Problem details: I'd like the full listing transcribed exactly, with no images included.

Source data:
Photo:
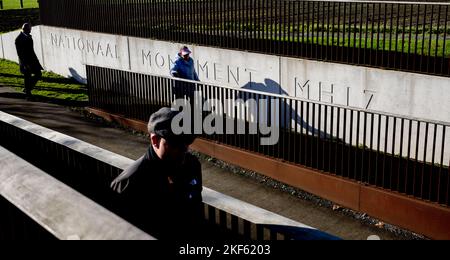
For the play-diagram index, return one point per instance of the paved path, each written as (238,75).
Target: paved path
(75,124)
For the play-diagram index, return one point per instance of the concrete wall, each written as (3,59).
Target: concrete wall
(9,48)
(409,94)
(212,198)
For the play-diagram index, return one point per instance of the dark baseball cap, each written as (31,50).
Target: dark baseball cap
(160,123)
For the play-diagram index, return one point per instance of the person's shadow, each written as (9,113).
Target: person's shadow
(287,110)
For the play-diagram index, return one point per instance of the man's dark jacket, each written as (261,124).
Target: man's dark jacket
(28,61)
(161,198)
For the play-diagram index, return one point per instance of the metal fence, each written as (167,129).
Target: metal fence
(398,153)
(395,35)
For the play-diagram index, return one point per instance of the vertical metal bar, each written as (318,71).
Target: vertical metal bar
(377,161)
(313,43)
(437,40)
(403,33)
(390,35)
(378,35)
(441,167)
(361,15)
(430,188)
(430,38)
(396,34)
(416,158)
(386,134)
(303,54)
(364,146)
(349,33)
(410,36)
(344,135)
(328,32)
(417,32)
(408,155)
(394,128)
(358,113)
(331,162)
(307,30)
(399,170)
(444,44)
(343,33)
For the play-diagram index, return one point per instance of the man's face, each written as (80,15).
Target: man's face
(168,151)
(27,29)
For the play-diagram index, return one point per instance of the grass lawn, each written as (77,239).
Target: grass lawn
(15,4)
(51,87)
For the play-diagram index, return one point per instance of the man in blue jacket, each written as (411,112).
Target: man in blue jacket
(184,68)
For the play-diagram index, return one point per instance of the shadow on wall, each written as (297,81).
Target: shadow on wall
(74,74)
(271,87)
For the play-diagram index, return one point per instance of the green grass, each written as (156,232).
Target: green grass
(15,4)
(51,87)
(407,40)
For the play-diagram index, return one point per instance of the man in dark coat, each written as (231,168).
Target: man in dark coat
(161,192)
(29,63)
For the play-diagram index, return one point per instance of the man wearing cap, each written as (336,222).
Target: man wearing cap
(184,68)
(161,192)
(29,63)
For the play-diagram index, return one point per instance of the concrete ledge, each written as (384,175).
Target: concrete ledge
(56,207)
(67,141)
(238,208)
(422,217)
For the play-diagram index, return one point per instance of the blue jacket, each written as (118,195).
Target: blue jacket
(184,69)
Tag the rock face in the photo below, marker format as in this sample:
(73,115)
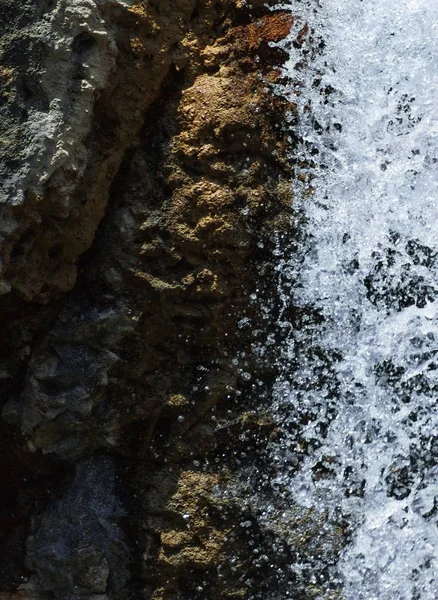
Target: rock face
(144,178)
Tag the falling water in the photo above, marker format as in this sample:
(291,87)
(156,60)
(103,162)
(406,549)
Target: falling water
(358,392)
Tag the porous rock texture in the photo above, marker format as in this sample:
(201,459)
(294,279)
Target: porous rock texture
(144,182)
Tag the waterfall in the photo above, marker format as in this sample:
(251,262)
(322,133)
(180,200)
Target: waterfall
(357,393)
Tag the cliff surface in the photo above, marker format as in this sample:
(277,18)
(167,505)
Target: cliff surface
(144,178)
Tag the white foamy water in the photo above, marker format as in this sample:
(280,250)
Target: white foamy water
(358,392)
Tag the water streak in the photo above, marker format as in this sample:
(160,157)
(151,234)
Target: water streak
(358,390)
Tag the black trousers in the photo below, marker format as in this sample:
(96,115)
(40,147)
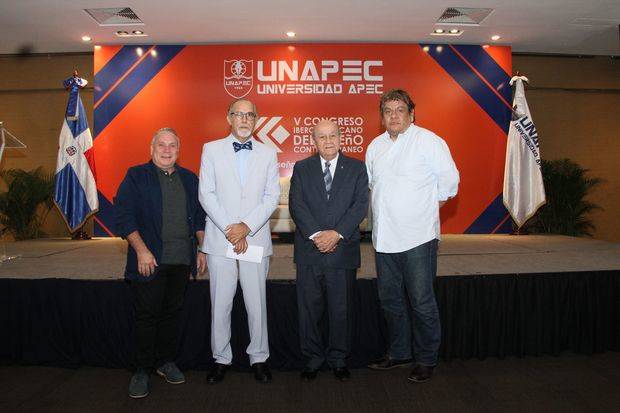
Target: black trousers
(157,306)
(318,288)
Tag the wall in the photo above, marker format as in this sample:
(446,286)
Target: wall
(575,103)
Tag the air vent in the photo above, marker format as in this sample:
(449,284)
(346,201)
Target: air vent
(465,16)
(118,16)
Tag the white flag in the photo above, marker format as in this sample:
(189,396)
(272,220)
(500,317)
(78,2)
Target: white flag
(524,191)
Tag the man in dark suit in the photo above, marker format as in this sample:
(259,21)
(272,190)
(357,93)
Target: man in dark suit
(328,200)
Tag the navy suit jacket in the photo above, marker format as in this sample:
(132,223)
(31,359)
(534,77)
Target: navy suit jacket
(343,212)
(138,207)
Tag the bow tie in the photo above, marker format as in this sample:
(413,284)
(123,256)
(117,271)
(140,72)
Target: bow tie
(238,146)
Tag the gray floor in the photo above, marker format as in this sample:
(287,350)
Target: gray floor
(569,383)
(104,258)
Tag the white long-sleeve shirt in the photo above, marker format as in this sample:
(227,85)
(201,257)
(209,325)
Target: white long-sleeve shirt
(408,178)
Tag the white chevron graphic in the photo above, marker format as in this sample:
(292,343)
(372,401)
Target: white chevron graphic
(268,131)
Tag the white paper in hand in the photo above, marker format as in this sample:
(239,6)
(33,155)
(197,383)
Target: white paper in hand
(254,253)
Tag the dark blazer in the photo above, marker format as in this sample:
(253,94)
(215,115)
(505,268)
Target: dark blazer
(138,207)
(343,212)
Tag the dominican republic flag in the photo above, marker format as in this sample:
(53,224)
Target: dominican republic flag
(524,191)
(76,190)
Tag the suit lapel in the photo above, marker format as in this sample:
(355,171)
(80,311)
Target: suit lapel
(340,175)
(250,166)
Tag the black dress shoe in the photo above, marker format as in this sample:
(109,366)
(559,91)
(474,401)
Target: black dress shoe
(342,373)
(261,372)
(421,373)
(387,363)
(217,373)
(308,374)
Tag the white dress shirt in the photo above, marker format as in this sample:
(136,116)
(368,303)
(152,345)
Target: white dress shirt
(408,178)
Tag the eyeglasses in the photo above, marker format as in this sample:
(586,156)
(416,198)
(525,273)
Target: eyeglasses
(241,115)
(400,111)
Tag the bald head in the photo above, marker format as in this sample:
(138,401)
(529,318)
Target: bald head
(326,136)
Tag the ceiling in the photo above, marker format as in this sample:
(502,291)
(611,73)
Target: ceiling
(531,26)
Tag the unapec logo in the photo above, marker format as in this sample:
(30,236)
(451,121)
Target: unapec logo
(238,77)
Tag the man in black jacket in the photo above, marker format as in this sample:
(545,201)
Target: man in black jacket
(328,200)
(157,211)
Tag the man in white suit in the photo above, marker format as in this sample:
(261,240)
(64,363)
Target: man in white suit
(239,189)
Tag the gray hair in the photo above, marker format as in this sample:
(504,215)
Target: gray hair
(161,132)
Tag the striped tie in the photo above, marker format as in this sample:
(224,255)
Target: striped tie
(327,177)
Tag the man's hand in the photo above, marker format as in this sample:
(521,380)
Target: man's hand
(241,246)
(326,241)
(201,263)
(236,232)
(146,263)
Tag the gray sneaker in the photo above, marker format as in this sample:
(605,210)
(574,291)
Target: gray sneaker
(171,373)
(139,385)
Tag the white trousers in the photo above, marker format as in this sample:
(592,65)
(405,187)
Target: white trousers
(223,273)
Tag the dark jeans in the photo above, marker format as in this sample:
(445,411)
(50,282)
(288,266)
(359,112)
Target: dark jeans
(405,283)
(316,287)
(157,305)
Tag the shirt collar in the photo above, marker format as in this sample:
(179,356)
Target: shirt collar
(234,139)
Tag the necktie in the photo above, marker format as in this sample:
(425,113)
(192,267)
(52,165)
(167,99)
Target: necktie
(238,146)
(327,178)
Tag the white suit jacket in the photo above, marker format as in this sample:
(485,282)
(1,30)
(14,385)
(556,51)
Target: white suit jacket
(227,202)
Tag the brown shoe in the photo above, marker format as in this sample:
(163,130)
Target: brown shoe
(421,373)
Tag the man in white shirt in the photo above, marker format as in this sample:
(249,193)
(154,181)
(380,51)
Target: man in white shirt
(411,175)
(239,190)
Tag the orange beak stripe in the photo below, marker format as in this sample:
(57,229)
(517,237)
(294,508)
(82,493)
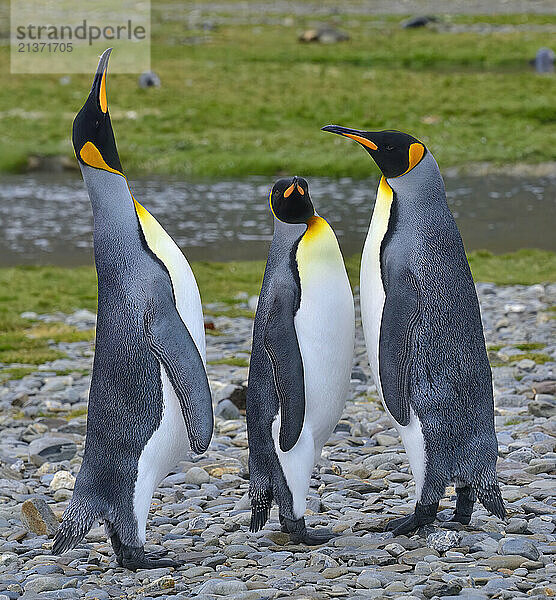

Written solution:
Photo:
For the play-diagram index, return one point per instance of the paved path, each written as (238,75).
Target: paved path
(75,124)
For the play-diagram index, return one point per instance of the concrete wall, each written as (3,59).
Target: concrete wall
(9,48)
(409,94)
(212,198)
For the play-diagram index, return one point per instance of the dark baseball cap, each written as (31,50).
Target: dark baseball cap
(160,123)
For the play-diagram index, return one point per instance of the person's shadow, each written as (9,113).
Target: person's shadow
(287,110)
For the play-diagram index, return one point per instance of the man's dark jacket, each written as (261,124).
Target: man's dark jacket
(28,61)
(161,198)
For the play-diagram index, return one point per instance of the metal fence, each written as (167,129).
Target: metal fence
(398,153)
(395,35)
For the play-diagram index, return one point per instance of the vertical metal bar, each written as (318,71).
Target: vertical metal bar
(377,161)
(313,43)
(437,40)
(403,33)
(390,35)
(378,35)
(441,167)
(361,15)
(430,188)
(430,38)
(396,34)
(416,158)
(386,134)
(303,54)
(364,146)
(349,33)
(410,36)
(344,135)
(328,32)
(417,32)
(408,155)
(394,128)
(358,113)
(331,162)
(307,30)
(399,170)
(444,44)
(343,33)
For the play-diagram index, return one point per instance of the man's face, each written as (80,15).
Target: man's face
(168,151)
(27,29)
For the play-diagram index, return one point per instance of the grass lawn, each written as (77,239).
Target: grass lawn
(15,4)
(51,87)
For the play-diagram index, return one point per instance of the man in blue jacket, each written as (411,112).
Target: man in blue jacket
(184,68)
For the play-diagram index, return one point per instance of the shadow on wall, each written as (297,81).
Target: shadow on wall
(74,74)
(271,87)
For the play-diagram index, return one point per instance of the green grass, each written as (156,232).
Target: green grass
(15,4)
(51,87)
(407,40)
For the play-diagram index, return one point per instance of the man in dark coat, each written as (231,168).
Target: man in dark coat
(161,192)
(29,63)
For the play-diagram index, return one point per instance of the man wearing cap, each written as (336,222).
Target: man wearing cap
(184,68)
(161,192)
(29,63)
For the play-diagram index, return one point per instance of the concrete ledge, each written as (384,175).
Target: concrete ledge
(56,207)
(67,141)
(238,208)
(422,217)
For the play-diagram index, return one point per instance of the blue jacket, each written as (118,195).
Target: blue jacket
(184,69)
Tag the rock face in the photo below, marker format as in this sample:
(73,115)
Target: rock face
(144,178)
Tag the falling water in the photo above, marker format as in this sample:
(291,87)
(156,60)
(103,162)
(406,549)
Target: falling water
(358,392)
Tag the porous rock texture in the photo above, marker format as in this sample:
(201,459)
(294,279)
Target: porous rock texture
(144,182)
Tag the waterfall in the photo above, marker format as in this sample:
(251,262)
(322,133)
(180,200)
Target: waterfall
(357,393)
Tag the cliff surface in the photo above, marker format as in this sample:
(277,18)
(167,505)
Target: cliff surface
(144,178)
Tag the white foamy water in the photo above, marker format as in this sample:
(280,250)
Target: white foamy water
(358,392)
Tag the water streak in the photo above, marker format as in this sample:
(160,157)
(151,234)
Target: water streak
(358,390)
Tag the black trousers in the photo below, marker format as in this sample:
(96,115)
(40,147)
Target: black trousers
(157,306)
(318,288)
Tag the wall in the photo above, marker format as in this sample:
(446,286)
Target: wall
(575,103)
Tag the air vent in the photo above, marker format as in this sample:
(449,284)
(346,201)
Target: air vent
(465,16)
(118,16)
Tag the white flag in the photo above, marker format as in this sample:
(189,396)
(272,220)
(500,317)
(78,2)
Target: white flag
(524,191)
Tag the man in dark suit in the photo above, marker format as in this sample:
(259,21)
(272,190)
(357,93)
Target: man in dark suit
(328,200)
Tag the navy suit jacket in the photo above, marker format as in this sample:
(132,223)
(31,359)
(534,77)
Target: navy suit jacket
(343,212)
(138,207)
Tag the bow tie in the photo above, marker format as in this sample:
(413,284)
(123,256)
(117,271)
(140,72)
Target: bow tie
(238,146)
Tag the gray floor in the photo above, marker format as in this sample:
(287,350)
Target: gray floor
(569,383)
(104,258)
Tag the white long-sleeve shirt in the photo above, marker format as in this sample:
(227,85)
(201,257)
(209,325)
Target: white long-sleeve shirt
(408,178)
Tag the white chevron graphic in the photo above, marker format as in this sample:
(292,343)
(372,401)
Target: white chevron graphic
(268,131)
Tag the white paper in hand in the photo above, marker format as in this sample:
(239,6)
(33,155)
(197,383)
Target: white paper in hand
(254,253)
Tag the dark blazer in the photo above, marker format as in this sample:
(253,94)
(215,115)
(505,268)
Target: dark blazer
(138,207)
(343,212)
Tag the dominican republic flag in the photo above, marker format as in this sample:
(53,224)
Target: dominican republic flag
(524,191)
(76,190)
Tag the suit lapel in the photo above, marker format as in this sample:
(355,171)
(80,311)
Target: suit lapel
(340,175)
(250,166)
Tag the black dress shoe in the photo above, marker format as in this sample:
(109,366)
(559,91)
(474,401)
Target: black dress shoe
(342,373)
(261,372)
(421,373)
(387,363)
(217,373)
(308,374)
Tag the white dress shirt in the photo above, marker format as in this sample:
(136,116)
(368,303)
(152,345)
Target: white dress shirt
(408,178)
Tag the eyeglasses in the photo above, marker format as in this sample:
(586,156)
(416,198)
(525,273)
Target: eyeglasses
(241,115)
(400,111)
Tag the bald head in the photo above, marker format as in this sample:
(138,401)
(529,318)
Target: bald head
(326,136)
Tag the ceiling in the photo above, marker format as in this sample:
(502,291)
(611,73)
Target: ceiling
(531,26)
Tag the unapec logo in the photo above, marker format as in this sample:
(30,236)
(451,121)
Target: unapec logo
(238,77)
Tag the man in black jacket in the photo above, marker format as in this sample:
(545,201)
Target: man in black jacket
(328,200)
(157,211)
Tag the man in white suit in the photo above, marker format as in this sample:
(261,240)
(64,363)
Target: man in white suit
(239,189)
Tag the gray hair in the photo above, marker format as in this sample:
(504,215)
Target: gray hair
(161,132)
Tag the striped tie in the photo above, marker format as in this sample:
(224,255)
Target: striped tie
(327,177)
Tag the man's hand in the photo above, marker format as in this sample:
(521,380)
Target: man's hand
(241,246)
(326,241)
(201,263)
(236,232)
(146,263)
Tag the gray sneaker in the photo above, marker format as in this sample:
(605,210)
(574,291)
Target: gray sneaker
(171,373)
(139,385)
Tag the white trousers in the photo above, marker format as in this sample:
(592,65)
(405,187)
Target: white trousers
(223,273)
Tag the dark jeans in the photo above, marker format as in this sample:
(445,411)
(50,282)
(288,266)
(359,112)
Target: dark jeans
(405,283)
(316,287)
(157,305)
Tag the shirt collar in the photo above, marker format as in this sample:
(179,356)
Target: shirt collar
(234,139)
Tag the necktie in the photo above, marker format as in this sample:
(425,113)
(192,267)
(52,165)
(167,99)
Target: necktie
(238,146)
(327,178)
Tag the white suit jacket in the photo above, marker format as in this sample:
(485,282)
(1,30)
(14,385)
(556,51)
Target: white suit jacket
(227,202)
Tag the brown shoe in the photo above, marker format as in this sample:
(163,130)
Target: brown shoe
(421,373)
Tag the man in white shirt in the photo above, marker format as in this sample:
(249,193)
(154,181)
(380,51)
Target: man in white shirt
(411,175)
(239,190)
Tag the orange beak stripe in the photo below, marker format as in this sample:
(57,229)
(517,237)
(294,508)
(82,493)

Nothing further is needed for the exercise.